- Opdracht en vereisten -
Werk alle records hieronder bij door overal "in this photo" te vervangen door "in this image" en laat al het andere ongewijzigd. Neem de afbeeldingen niet op in je antwoord.

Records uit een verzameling
================

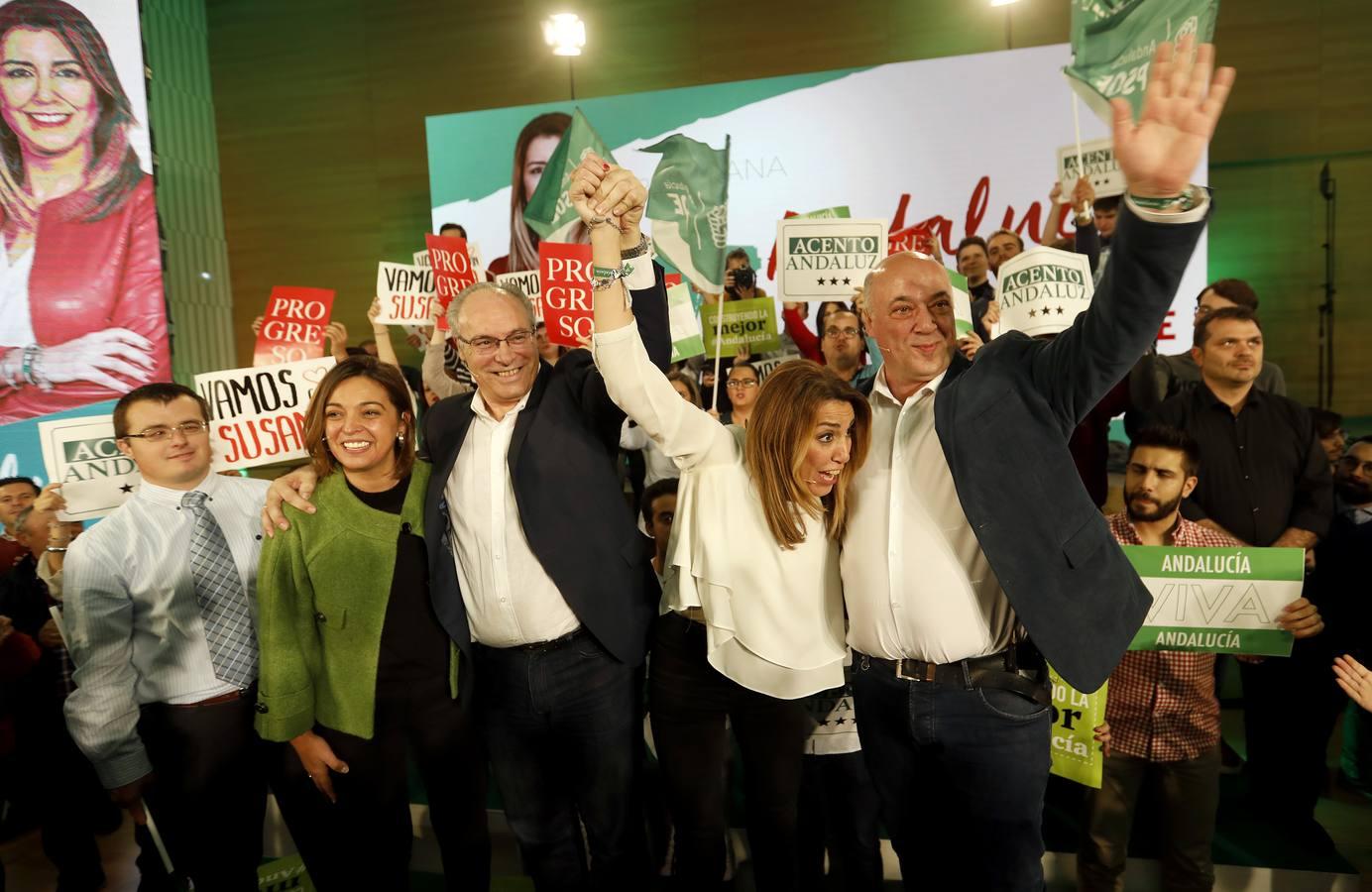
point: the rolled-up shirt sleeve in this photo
(103, 711)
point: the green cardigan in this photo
(322, 588)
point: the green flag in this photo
(549, 213)
(1113, 45)
(688, 203)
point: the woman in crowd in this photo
(752, 606)
(81, 312)
(356, 670)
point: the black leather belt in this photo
(996, 670)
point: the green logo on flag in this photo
(549, 211)
(688, 203)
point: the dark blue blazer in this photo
(1004, 421)
(571, 503)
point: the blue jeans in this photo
(563, 727)
(961, 773)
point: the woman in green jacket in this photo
(356, 670)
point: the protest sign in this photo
(1217, 600)
(961, 303)
(1076, 755)
(293, 324)
(683, 323)
(453, 270)
(257, 414)
(404, 292)
(1100, 167)
(525, 281)
(564, 272)
(1043, 289)
(1113, 46)
(826, 260)
(749, 324)
(84, 457)
(767, 367)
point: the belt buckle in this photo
(926, 677)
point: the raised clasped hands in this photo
(610, 196)
(1180, 107)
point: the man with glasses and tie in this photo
(160, 600)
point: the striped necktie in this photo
(224, 606)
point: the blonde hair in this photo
(778, 434)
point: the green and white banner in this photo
(749, 324)
(1217, 600)
(1113, 45)
(826, 260)
(1076, 755)
(685, 324)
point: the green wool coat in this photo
(322, 588)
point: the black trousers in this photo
(209, 789)
(364, 840)
(689, 702)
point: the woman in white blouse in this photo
(752, 606)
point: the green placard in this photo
(1217, 600)
(746, 323)
(1076, 755)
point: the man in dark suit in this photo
(972, 527)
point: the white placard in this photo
(826, 260)
(406, 294)
(257, 414)
(1043, 289)
(84, 457)
(1097, 158)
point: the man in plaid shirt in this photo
(1162, 713)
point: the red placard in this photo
(452, 267)
(565, 274)
(292, 328)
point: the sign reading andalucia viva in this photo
(1043, 289)
(826, 260)
(1217, 600)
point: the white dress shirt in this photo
(915, 580)
(774, 617)
(133, 621)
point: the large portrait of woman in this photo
(81, 309)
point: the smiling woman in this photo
(81, 310)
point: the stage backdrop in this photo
(971, 139)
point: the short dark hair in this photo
(1238, 313)
(1011, 234)
(667, 486)
(1171, 438)
(158, 391)
(967, 242)
(1325, 421)
(1235, 291)
(13, 481)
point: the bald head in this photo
(908, 310)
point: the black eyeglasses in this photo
(158, 434)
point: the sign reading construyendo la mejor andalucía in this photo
(1217, 600)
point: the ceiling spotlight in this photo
(565, 33)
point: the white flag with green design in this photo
(1217, 600)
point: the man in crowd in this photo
(542, 578)
(15, 495)
(158, 613)
(969, 526)
(1002, 246)
(1160, 378)
(1267, 484)
(1340, 563)
(844, 349)
(1162, 710)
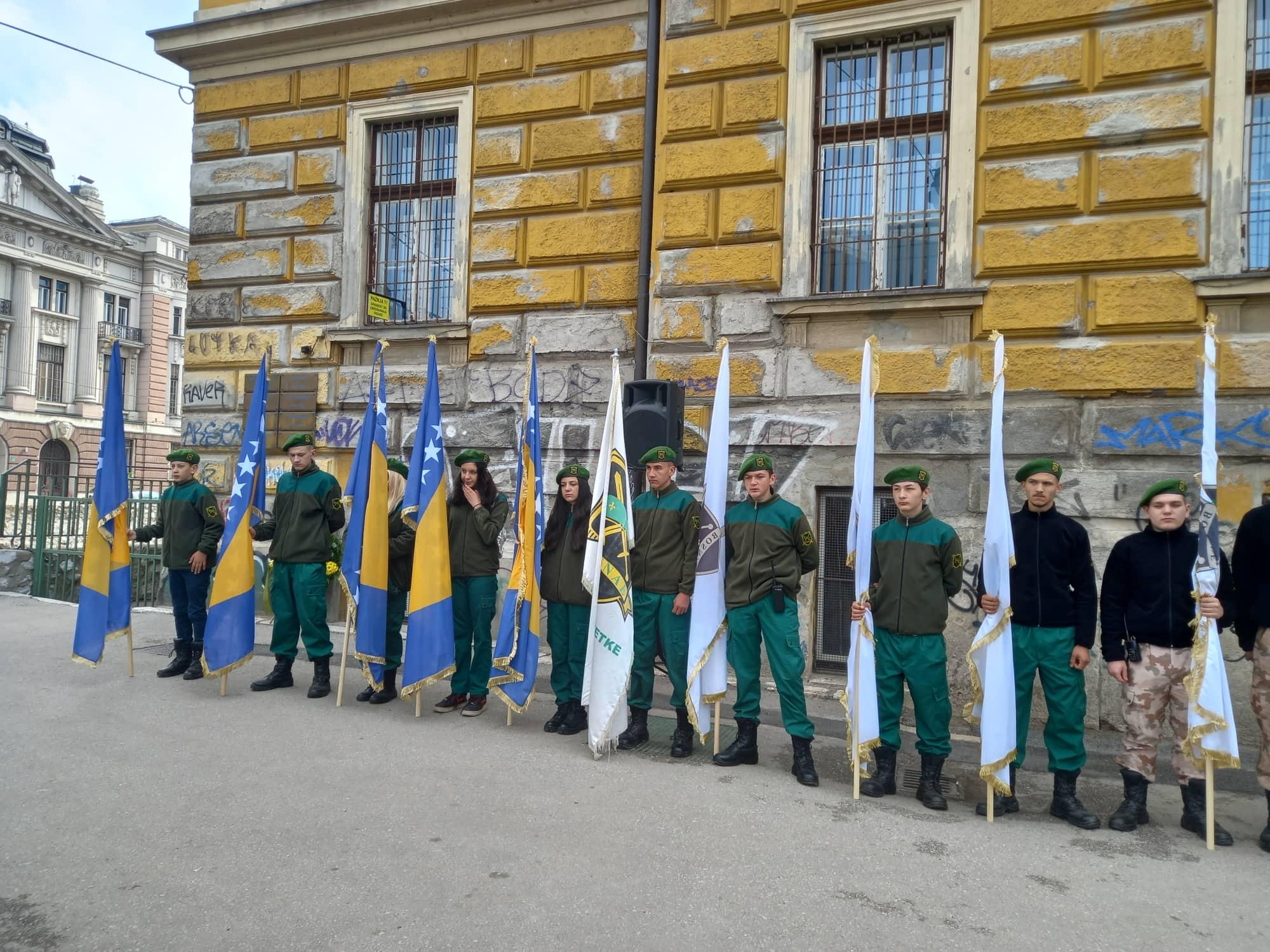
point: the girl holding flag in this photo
(478, 513)
(401, 565)
(565, 544)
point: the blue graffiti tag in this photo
(1183, 428)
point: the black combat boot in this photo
(745, 748)
(196, 663)
(1067, 807)
(322, 678)
(636, 733)
(681, 744)
(1003, 805)
(279, 678)
(805, 769)
(389, 692)
(929, 788)
(181, 652)
(1132, 812)
(575, 720)
(1196, 819)
(885, 774)
(1266, 835)
(556, 720)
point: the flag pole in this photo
(344, 658)
(1210, 821)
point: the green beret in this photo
(755, 461)
(909, 474)
(1156, 489)
(658, 455)
(473, 456)
(573, 470)
(1042, 465)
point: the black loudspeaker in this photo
(653, 418)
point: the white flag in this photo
(1210, 717)
(708, 635)
(993, 656)
(862, 695)
(606, 574)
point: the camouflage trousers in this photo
(1262, 701)
(1155, 687)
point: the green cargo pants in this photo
(567, 635)
(747, 629)
(474, 598)
(298, 592)
(398, 604)
(923, 662)
(658, 630)
(1050, 651)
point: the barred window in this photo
(412, 221)
(881, 138)
(50, 367)
(1257, 139)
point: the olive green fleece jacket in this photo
(665, 554)
(916, 571)
(308, 511)
(766, 543)
(474, 548)
(190, 522)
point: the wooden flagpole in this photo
(1210, 821)
(344, 658)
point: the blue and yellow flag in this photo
(364, 573)
(231, 637)
(106, 585)
(516, 654)
(430, 640)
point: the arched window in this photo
(55, 469)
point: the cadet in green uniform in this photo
(308, 510)
(477, 515)
(916, 571)
(664, 572)
(565, 544)
(770, 549)
(190, 526)
(401, 568)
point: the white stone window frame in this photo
(360, 120)
(806, 35)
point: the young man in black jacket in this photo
(1253, 582)
(1056, 609)
(1147, 635)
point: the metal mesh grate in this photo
(1257, 126)
(882, 112)
(838, 581)
(412, 199)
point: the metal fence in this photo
(53, 525)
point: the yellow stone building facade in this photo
(1078, 176)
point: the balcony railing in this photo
(106, 329)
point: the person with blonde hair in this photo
(401, 564)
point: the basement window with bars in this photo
(1257, 138)
(412, 218)
(881, 145)
(836, 586)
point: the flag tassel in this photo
(344, 658)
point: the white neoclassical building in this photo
(72, 285)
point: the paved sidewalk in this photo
(145, 814)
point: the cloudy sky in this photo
(128, 133)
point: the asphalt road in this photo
(153, 814)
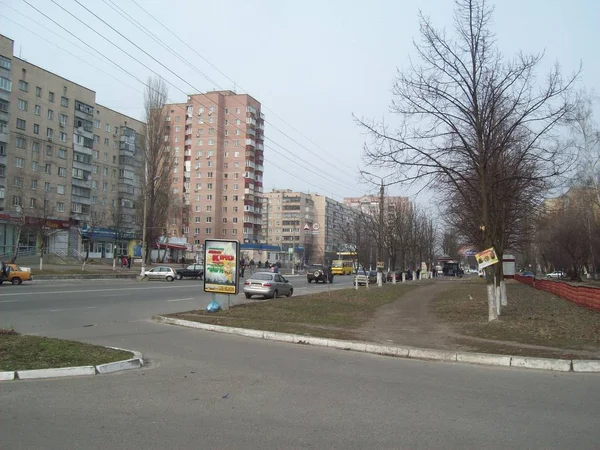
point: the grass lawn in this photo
(531, 317)
(337, 315)
(22, 352)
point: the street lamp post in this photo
(144, 219)
(380, 227)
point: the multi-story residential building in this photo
(368, 202)
(217, 143)
(65, 159)
(306, 227)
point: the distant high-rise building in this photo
(66, 159)
(217, 140)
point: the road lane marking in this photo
(84, 291)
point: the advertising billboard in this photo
(486, 258)
(221, 266)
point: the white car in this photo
(160, 273)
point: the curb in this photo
(85, 277)
(488, 359)
(133, 363)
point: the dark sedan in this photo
(192, 271)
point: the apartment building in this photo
(64, 159)
(308, 228)
(369, 202)
(217, 142)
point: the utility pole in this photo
(380, 243)
(380, 230)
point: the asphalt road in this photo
(207, 390)
(42, 307)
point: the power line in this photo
(133, 76)
(145, 52)
(230, 79)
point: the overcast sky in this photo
(312, 63)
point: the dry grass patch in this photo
(531, 317)
(338, 314)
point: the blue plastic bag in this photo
(213, 307)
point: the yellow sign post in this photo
(486, 258)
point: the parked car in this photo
(396, 274)
(318, 272)
(160, 273)
(192, 271)
(267, 284)
(15, 274)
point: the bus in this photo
(345, 263)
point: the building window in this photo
(5, 62)
(5, 84)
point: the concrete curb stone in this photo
(582, 365)
(133, 363)
(484, 358)
(559, 365)
(56, 373)
(521, 362)
(7, 376)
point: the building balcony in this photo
(81, 149)
(83, 166)
(81, 183)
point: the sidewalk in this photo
(410, 321)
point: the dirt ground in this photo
(410, 321)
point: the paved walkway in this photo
(410, 321)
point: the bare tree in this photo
(462, 109)
(158, 165)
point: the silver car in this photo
(160, 273)
(269, 285)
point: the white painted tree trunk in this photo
(503, 296)
(492, 312)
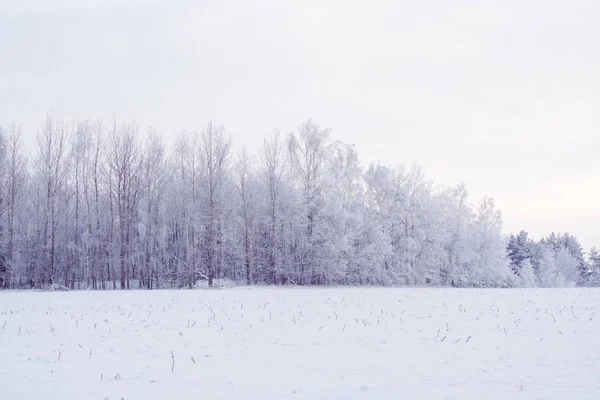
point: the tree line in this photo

================

- Uitwerking -
point: the rolled-up shirt sleeve in this image
(103, 711)
point: the green cardigan in this image
(322, 588)
point: the green flag in this image
(549, 213)
(1113, 45)
(688, 203)
point: the woman in crowd in this image
(752, 606)
(81, 312)
(356, 670)
point: the black leather belt in this image
(996, 670)
point: the green logo on flag in this image
(549, 211)
(688, 203)
point: the dark blue blazer in this image
(1004, 421)
(571, 503)
point: the blue jeans in this image
(563, 727)
(961, 773)
point: the woman in green jacket in this image
(356, 670)
point: the protest sign in this image
(1217, 600)
(961, 303)
(1076, 755)
(293, 324)
(683, 323)
(453, 270)
(257, 414)
(404, 292)
(1100, 167)
(525, 281)
(564, 272)
(1043, 289)
(1113, 46)
(826, 260)
(749, 324)
(84, 457)
(767, 367)
point: the belt buckle in this image
(926, 677)
point: the raised clasped hands in this image
(610, 196)
(1180, 107)
point: the man with glasses and tie in this image
(160, 600)
point: the striped necktie in this image
(224, 606)
point: the blonde hair in this image
(778, 434)
point: the green and white banner in this image
(749, 324)
(1217, 600)
(1113, 45)
(826, 260)
(1076, 755)
(685, 324)
point: the green wool coat in this image
(322, 588)
point: the black trousers in this image
(209, 789)
(364, 840)
(689, 702)
point: the woman in white blouse in this image
(752, 606)
point: the green placard in this image
(1217, 600)
(746, 323)
(1076, 755)
point: the man in dark suit in this image
(972, 527)
point: the white placard in this image
(826, 260)
(406, 294)
(257, 414)
(1043, 289)
(84, 457)
(1097, 158)
point: the man in plaid shirt in this image
(1162, 713)
point: the red placard in this image
(452, 267)
(565, 274)
(292, 328)
point: the sign reading andalucia viva in this image
(1043, 289)
(826, 260)
(1217, 600)
point: the white dress shirt in this image
(915, 580)
(774, 617)
(133, 621)
point: the large portrait of woman in this image
(81, 309)
point: the smiling woman in this image
(81, 310)
point: the stage backdrop in this image
(971, 139)
point: the short dark hair in this image
(1238, 313)
(1011, 234)
(667, 486)
(1171, 438)
(158, 391)
(967, 242)
(1325, 421)
(1235, 291)
(13, 481)
point: the bald head in this image
(908, 310)
point: the black eyeglasses in this image
(158, 434)
point: the sign reading construyendo la mejor andalucía in this image
(1217, 600)
point: the ceiling spotlight in this image
(565, 33)
point: the white flag with green design in this image
(1217, 600)
point: the man in crowd in this image
(542, 578)
(15, 495)
(158, 613)
(969, 526)
(1002, 246)
(1160, 378)
(1267, 484)
(1340, 563)
(844, 349)
(1162, 710)
point: the girl holding flag in this image
(478, 513)
(401, 565)
(565, 544)
point: the blue graffiti tag in this image
(1183, 428)
point: the black combat boot in this image
(745, 748)
(196, 663)
(1067, 807)
(322, 678)
(636, 733)
(681, 744)
(1003, 805)
(279, 678)
(805, 769)
(389, 692)
(929, 788)
(181, 652)
(1132, 812)
(575, 720)
(1196, 819)
(885, 774)
(1266, 835)
(556, 720)
point: the flag pole in this image
(344, 658)
(1210, 821)
point: the green beret in this image
(755, 461)
(909, 474)
(1156, 489)
(658, 455)
(473, 456)
(573, 470)
(1042, 465)
point: the black loudspeaker in this image
(653, 418)
point: the white flag in this image
(1210, 717)
(708, 635)
(993, 656)
(862, 695)
(606, 574)
point: the camouflage trousers in this image
(1262, 701)
(1155, 687)
point: the green cargo pants in this image
(567, 635)
(747, 629)
(474, 598)
(298, 592)
(398, 604)
(923, 662)
(658, 630)
(1050, 651)
point: the barred window in this image
(412, 221)
(881, 138)
(50, 367)
(1257, 139)
point: the olive green fleece jacket in this image
(665, 554)
(916, 571)
(308, 511)
(766, 543)
(474, 548)
(190, 522)
point: the wooden flagpole in this image
(1210, 821)
(344, 658)
point: the blue and yellow flag in this image
(364, 573)
(231, 637)
(106, 585)
(516, 654)
(430, 640)
point: the arched window in this image
(55, 469)
point: the cadet in green uniform in this image
(308, 510)
(477, 515)
(916, 571)
(664, 572)
(565, 544)
(770, 549)
(190, 526)
(401, 568)
point: the white stone window frame in this image
(360, 120)
(806, 35)
point: the young man in black jacket in this image
(1253, 582)
(1056, 609)
(1147, 635)
point: the metal mesh grate in this image
(1257, 126)
(882, 112)
(838, 581)
(412, 199)
point: the metal fence in this image
(53, 525)
point: the yellow stone building facade in this image
(1078, 176)
point: the balcony railing in this image
(106, 329)
point: the person with blonde hair in this image
(401, 564)
point: the basement window with bars in this image
(1257, 138)
(412, 218)
(881, 145)
(836, 586)
point: the flag tassel in this image
(344, 658)
point: the white neoclassical building in this image
(72, 285)
point: the paved sidewalk in this image
(145, 814)
point: the cloudy sky in this image
(128, 133)
point: the asphalt road in this image
(153, 814)
point: the grass lawn in this image
(531, 317)
(337, 315)
(22, 352)
point: the street lamp post in this image
(144, 219)
(380, 227)
point: the multi-story residential building in this image
(368, 202)
(217, 143)
(65, 159)
(306, 227)
point: the distant high-rise building in this image
(66, 159)
(217, 140)
point: the road lane marking in this image
(84, 291)
point: the advertising billboard in this image
(486, 258)
(221, 266)
point: the white car in this image
(160, 273)
point: the curb in this image
(85, 277)
(488, 359)
(133, 363)
point: the dark sedan in this image
(192, 271)
point: the apartment building in this image
(64, 159)
(308, 228)
(369, 202)
(217, 142)
point: the utility pole in this image
(380, 243)
(380, 230)
point: the asphalt road in this image
(207, 390)
(42, 307)
point: the power line in this image
(133, 76)
(145, 52)
(230, 79)
point: the overcast sky in this image
(312, 63)
point: the dry grass patch in this image
(531, 317)
(338, 314)
point: the blue plastic bag in this image
(213, 307)
point: the yellow sign post in this image
(486, 258)
point: the parked car in this image
(396, 274)
(318, 272)
(160, 273)
(192, 271)
(267, 284)
(15, 274)
point: the bus in this image
(345, 263)
point: the building window in this image
(5, 62)
(5, 84)
point: the concrete curb stone in this image
(582, 365)
(133, 363)
(484, 358)
(559, 365)
(56, 373)
(521, 362)
(7, 376)
point: the building balcony in this image
(81, 149)
(83, 166)
(81, 183)
point: the sidewalk in this image
(410, 321)
point: the dirt ground in this image
(410, 321)
point: the paved walkway in this image
(410, 321)
point: the bare tree in this image
(462, 109)
(158, 165)
point: the silver car in this image
(160, 273)
(269, 285)
point: the white painted tree trunk in this image
(503, 296)
(492, 312)
point: the tree line in this image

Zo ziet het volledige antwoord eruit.